QUOTED TEXT:

The proposed acquisition comprises two interdependent transactions. The transactions will result in a consortium led by the Brookfield Global Transition Fund owning Origin’s energy markets business, including Origin’s electricity generation and electricity and gas retail businesses. MidOcean will own Origin’s upstream gas interests.

Related article: Brookfield consortium seeks permission to acquire Origin

Under the Competition and Consumer Act, the ACCC must not grant authorisation unless it is satisfied in all the circumstances that the proposed acquisition would not be likely to substantially lessen competition, or that the likely public benefits would outweigh the likely public detriments.

“On the first limb of the test, we are not satisfied that the proposed acquisition would not be likely to substantially lessen competition. However, after a detailed review, we are satisfied that the proposed acquisition is likely to result in public benefits that would outweigh the likely public detriments,” ACCC chair Gina Cass-Gottlieb said.

“We found that the public benefits and public detriments in this matter were finely balanced. Likely detriments, particularly anti-competitive effects from vertical integration, had to be weighed against likely benefits to Australia’s renewable energy transition. We considered undertakings offered by Brookfield, AusNet and MidOcean in this weighing process.

GIVEN RECORDS:
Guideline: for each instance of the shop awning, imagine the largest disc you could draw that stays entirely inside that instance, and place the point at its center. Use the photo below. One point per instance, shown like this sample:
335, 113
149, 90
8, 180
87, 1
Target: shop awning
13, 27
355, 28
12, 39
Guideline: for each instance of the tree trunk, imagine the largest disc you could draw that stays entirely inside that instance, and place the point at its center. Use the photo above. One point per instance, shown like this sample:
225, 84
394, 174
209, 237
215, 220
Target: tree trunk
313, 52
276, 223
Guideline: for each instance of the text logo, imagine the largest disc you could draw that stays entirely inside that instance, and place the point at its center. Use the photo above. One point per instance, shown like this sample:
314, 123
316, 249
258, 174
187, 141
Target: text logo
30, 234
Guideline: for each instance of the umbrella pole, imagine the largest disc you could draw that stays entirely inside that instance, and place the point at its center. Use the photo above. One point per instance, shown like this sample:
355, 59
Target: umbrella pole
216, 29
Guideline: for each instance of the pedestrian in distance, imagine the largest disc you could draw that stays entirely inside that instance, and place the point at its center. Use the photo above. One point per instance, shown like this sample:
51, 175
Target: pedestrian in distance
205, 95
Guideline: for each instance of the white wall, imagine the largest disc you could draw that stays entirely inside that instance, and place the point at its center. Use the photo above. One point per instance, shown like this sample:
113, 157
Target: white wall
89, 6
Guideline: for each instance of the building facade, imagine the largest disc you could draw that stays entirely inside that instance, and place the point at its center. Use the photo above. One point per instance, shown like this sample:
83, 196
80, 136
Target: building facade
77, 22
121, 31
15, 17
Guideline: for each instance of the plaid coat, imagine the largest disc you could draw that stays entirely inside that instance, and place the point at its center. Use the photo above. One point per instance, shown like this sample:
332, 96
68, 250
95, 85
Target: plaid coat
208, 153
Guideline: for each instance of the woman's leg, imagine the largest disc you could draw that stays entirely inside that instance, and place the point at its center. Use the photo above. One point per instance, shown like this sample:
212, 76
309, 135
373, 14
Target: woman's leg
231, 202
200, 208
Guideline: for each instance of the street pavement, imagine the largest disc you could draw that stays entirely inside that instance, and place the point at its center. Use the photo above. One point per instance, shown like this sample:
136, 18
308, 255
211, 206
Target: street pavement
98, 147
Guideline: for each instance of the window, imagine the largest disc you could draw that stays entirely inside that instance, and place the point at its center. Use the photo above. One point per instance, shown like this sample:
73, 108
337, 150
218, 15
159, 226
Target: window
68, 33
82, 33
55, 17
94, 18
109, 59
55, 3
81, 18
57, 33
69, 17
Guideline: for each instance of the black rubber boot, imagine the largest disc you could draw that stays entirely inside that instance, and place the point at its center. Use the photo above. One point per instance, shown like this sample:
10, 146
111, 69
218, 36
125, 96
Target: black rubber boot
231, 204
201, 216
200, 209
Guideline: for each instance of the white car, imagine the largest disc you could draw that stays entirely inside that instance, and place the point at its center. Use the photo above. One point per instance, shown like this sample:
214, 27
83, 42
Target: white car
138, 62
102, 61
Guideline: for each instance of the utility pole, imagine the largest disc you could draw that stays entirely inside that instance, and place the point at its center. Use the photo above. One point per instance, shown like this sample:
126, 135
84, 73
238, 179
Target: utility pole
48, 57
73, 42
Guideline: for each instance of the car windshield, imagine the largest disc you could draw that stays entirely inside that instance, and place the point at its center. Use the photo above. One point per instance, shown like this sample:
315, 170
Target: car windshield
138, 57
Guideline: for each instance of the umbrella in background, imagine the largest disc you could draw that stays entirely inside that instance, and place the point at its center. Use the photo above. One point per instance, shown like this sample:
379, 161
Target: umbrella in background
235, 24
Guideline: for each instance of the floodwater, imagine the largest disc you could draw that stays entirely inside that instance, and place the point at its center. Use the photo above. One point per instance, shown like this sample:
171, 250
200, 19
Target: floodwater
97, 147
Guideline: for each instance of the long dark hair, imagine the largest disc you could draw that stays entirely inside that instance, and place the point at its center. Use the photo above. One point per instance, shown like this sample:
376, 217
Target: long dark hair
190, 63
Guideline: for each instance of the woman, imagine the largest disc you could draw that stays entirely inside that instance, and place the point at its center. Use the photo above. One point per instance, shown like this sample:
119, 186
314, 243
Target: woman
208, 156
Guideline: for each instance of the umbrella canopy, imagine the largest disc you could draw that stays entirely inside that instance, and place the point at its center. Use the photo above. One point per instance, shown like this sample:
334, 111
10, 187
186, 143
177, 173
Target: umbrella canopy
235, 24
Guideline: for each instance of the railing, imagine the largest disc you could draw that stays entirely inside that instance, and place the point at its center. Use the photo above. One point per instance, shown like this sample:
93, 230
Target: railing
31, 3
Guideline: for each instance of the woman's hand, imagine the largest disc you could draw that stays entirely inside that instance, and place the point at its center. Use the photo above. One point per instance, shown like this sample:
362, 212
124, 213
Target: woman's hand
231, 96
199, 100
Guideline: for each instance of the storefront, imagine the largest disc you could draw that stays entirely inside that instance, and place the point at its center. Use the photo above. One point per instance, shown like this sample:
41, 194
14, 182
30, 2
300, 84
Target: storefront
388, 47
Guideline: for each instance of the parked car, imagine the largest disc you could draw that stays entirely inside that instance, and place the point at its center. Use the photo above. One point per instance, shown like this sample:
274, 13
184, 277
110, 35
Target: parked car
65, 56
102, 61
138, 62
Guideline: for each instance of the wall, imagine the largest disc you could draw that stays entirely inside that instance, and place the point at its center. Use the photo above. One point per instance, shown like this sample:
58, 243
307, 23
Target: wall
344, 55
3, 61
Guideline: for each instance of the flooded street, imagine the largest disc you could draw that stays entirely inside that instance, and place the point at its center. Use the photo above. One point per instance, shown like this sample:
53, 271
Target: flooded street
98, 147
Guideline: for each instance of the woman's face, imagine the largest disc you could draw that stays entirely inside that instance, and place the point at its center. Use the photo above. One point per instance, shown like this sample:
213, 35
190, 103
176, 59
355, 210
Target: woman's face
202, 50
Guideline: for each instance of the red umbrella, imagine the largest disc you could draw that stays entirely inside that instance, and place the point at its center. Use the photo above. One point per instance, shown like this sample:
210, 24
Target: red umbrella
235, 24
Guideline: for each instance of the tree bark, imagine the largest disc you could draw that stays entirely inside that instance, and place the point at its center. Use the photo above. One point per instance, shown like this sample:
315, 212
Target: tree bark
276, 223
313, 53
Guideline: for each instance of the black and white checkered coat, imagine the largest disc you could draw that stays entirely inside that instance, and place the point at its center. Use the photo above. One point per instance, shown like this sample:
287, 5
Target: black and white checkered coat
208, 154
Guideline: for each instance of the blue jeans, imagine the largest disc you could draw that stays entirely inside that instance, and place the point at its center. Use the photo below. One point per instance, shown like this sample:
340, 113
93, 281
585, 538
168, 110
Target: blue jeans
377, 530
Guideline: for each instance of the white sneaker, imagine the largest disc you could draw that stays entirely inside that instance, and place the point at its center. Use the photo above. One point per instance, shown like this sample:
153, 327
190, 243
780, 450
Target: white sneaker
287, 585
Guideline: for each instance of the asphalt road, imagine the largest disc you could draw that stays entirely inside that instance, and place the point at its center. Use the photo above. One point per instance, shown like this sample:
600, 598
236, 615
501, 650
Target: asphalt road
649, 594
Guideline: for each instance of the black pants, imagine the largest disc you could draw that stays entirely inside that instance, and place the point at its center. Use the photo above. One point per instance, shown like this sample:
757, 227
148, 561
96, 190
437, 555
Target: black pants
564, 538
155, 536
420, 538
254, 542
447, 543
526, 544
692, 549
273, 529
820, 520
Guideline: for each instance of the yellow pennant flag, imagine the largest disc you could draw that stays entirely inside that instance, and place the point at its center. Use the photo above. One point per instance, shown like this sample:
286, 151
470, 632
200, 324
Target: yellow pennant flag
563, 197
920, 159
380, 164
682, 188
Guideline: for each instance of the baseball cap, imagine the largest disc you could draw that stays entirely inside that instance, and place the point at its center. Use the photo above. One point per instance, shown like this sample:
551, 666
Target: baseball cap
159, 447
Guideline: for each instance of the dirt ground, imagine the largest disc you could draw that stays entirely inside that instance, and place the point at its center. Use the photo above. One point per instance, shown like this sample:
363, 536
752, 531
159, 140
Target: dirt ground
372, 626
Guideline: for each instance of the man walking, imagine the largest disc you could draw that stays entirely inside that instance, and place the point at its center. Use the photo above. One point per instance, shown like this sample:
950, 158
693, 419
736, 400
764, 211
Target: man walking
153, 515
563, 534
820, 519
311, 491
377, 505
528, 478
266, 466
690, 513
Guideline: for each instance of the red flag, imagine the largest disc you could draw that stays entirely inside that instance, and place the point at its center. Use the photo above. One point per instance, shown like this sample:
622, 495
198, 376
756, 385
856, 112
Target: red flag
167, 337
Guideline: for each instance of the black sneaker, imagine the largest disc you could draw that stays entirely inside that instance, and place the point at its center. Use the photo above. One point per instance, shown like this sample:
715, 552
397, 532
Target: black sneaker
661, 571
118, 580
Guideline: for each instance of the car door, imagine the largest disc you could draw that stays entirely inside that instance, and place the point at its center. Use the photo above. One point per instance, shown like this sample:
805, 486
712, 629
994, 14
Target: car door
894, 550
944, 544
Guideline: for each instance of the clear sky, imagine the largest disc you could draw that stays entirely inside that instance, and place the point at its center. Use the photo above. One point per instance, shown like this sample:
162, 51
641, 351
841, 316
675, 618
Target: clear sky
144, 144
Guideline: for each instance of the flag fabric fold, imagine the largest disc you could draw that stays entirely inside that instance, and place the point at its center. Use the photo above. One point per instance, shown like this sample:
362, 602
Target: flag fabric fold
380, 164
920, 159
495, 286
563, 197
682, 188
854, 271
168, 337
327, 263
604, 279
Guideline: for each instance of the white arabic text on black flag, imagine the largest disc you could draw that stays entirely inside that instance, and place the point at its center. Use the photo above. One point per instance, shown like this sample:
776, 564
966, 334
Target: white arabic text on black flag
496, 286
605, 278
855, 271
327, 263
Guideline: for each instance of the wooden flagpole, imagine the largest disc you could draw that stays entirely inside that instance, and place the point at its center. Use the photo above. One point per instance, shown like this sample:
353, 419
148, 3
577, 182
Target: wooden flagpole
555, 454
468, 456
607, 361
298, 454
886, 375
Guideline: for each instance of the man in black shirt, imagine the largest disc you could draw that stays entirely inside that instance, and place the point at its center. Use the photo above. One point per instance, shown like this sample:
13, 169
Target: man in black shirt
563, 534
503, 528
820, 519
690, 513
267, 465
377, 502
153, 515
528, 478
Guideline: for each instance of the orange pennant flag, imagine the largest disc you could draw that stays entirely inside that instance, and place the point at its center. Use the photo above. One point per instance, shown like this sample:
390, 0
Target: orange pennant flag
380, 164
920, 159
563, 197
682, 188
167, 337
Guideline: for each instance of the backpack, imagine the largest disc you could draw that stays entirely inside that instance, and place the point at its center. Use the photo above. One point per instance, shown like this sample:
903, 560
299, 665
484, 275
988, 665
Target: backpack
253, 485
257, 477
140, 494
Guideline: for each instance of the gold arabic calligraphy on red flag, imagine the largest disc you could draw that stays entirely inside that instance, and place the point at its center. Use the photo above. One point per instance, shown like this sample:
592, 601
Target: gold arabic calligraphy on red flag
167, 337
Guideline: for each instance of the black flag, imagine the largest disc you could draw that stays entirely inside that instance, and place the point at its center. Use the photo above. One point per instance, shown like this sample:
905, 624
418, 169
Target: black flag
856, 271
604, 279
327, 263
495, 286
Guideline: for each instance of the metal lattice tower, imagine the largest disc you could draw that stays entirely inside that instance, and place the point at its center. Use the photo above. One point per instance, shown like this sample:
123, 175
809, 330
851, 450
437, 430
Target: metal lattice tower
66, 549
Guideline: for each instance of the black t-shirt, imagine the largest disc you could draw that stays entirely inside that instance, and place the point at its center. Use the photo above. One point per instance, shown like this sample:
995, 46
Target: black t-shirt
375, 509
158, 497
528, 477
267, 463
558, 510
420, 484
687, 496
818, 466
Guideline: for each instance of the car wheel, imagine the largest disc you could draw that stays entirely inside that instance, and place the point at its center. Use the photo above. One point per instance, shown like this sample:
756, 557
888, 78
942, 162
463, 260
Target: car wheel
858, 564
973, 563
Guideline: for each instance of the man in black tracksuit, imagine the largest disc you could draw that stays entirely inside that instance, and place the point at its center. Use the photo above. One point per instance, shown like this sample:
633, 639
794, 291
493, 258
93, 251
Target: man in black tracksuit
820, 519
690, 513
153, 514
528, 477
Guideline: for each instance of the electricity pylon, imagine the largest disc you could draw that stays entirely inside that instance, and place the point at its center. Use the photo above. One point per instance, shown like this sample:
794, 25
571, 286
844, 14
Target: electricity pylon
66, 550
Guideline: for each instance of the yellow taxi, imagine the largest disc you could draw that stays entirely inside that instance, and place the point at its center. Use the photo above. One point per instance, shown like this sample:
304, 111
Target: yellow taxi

WRITTEN TASKS:
1. Name every party that, according to the passage on the Origin acquisition, offered undertakings that the ACCC considered.
2. For each statement, say whether it agrees with the passage on the Origin acquisition, and quote the words that decide it.
(a) MidOcean will own Origin's upstream gas interests.
(b) The ACCC was satisfied that the proposed acquisition would not be likely to substantially lessen competition.
(c) The ACCC found that the public benefits and public detriments were clearly one-sided.
3. Carry on the passage on the ACCC's review of the Origin acquisition from its last sentence.

SET OF ANSWERS:
1. Brookfield, AusNet, MidOcean

2.
(a) Yes: "MidOcean will own Origin’s upstream gas interests."
(b) No: "we are not satisfied that the proposed acquisition would not be likely to substantially lessen competition."
(c) No: "the public benefits and public detriments in this matter were finely balanced."

3.
“The ACCC considers that the acquisition will likely result in an accelerated roll-out of renewable energy generation, leading to a more rapid reduction in Australia’s greenhouse gas emissions,” Cass-Gottlieb said.

“The Brookfield Global Transition Fund has been specifically established to focus on the transition to renewable energy. Its decision to buy Origin, Australia’s fourth largest emitter of greenhouse gases, is driven by a strong imperative and commercial incentive to lower emissions quickly.”

“In this case, we determined that the likely gains for Australia’s renewable energy transition amount to a public benefit sufficient to outweigh the likely public detriments,” Cass-Gottlieb said.

“We drew extensively on our engagement with industry participants to weigh these public benefits and detriments.”

“The ACCC concluded that an accelerated build-out of Origin’s renewable energy generation would be a material benefit to the Australian public,” Cass-Gottlieb said.

“An accelerated build-out by Origin will assist in lowering Australia’s emissions by replacing some fossil fuel generation earlier than would occur without the proposed acquisition. The ACCC considers that a reduction in greenhouse gas emissions is a public benefit of considerable weight.”

However, the ACCC recognises that there are several factors that mean the benefits may not be as large as suggested by the $20 billion to $30 billion build-out plan proposed by Brookfield.

“These factors include constraints within the electricity transmission network, particularly in the short-term, which may delay Brookfield’s ability to build renewable energy generation at the speed claimed. We also recognise that some of Brookfield’s proposed renewable investments would be likely to be made by others if the acquisition does not eventuate,” Cass-Gottlieb said.

Related article: Origin to build Australia’s biggest hydrogen electrolyser

The ACCC considered what investments Origin and Brookfield would make in renewable energy generation without the acquisition to identify benefits that are causally linked to the acquisition and therefore relevant to the ACCC’s assessment.

“Despite these counterpoints we consider that, in this case, the proposed acquisition is likely to increase the speed of the renewable energy generation roll-out,” Cass-Gottlieb said.